» **PROBLEM TO WORK ON**
Identify each line below containing the string "cabinet" and copy it.

* * * *

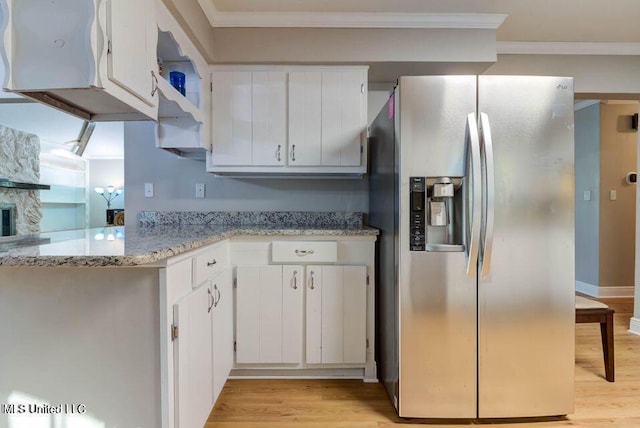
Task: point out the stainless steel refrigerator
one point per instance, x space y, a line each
472 186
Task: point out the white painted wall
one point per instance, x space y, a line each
596 76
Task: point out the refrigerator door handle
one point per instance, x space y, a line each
475 208
489 207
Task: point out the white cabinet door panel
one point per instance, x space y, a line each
128 61
193 354
270 295
232 116
248 315
314 315
292 321
336 315
331 118
342 117
305 116
269 118
222 330
353 117
332 314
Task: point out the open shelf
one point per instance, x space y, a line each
175 105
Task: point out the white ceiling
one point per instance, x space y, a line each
528 20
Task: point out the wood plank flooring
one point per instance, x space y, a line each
354 404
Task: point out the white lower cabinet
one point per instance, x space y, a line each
202 334
336 303
270 318
193 353
269 314
222 329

* * * *

» **RESPONSE**
Task: point out the white cabinet door panel
Task: point out the white lower cabinet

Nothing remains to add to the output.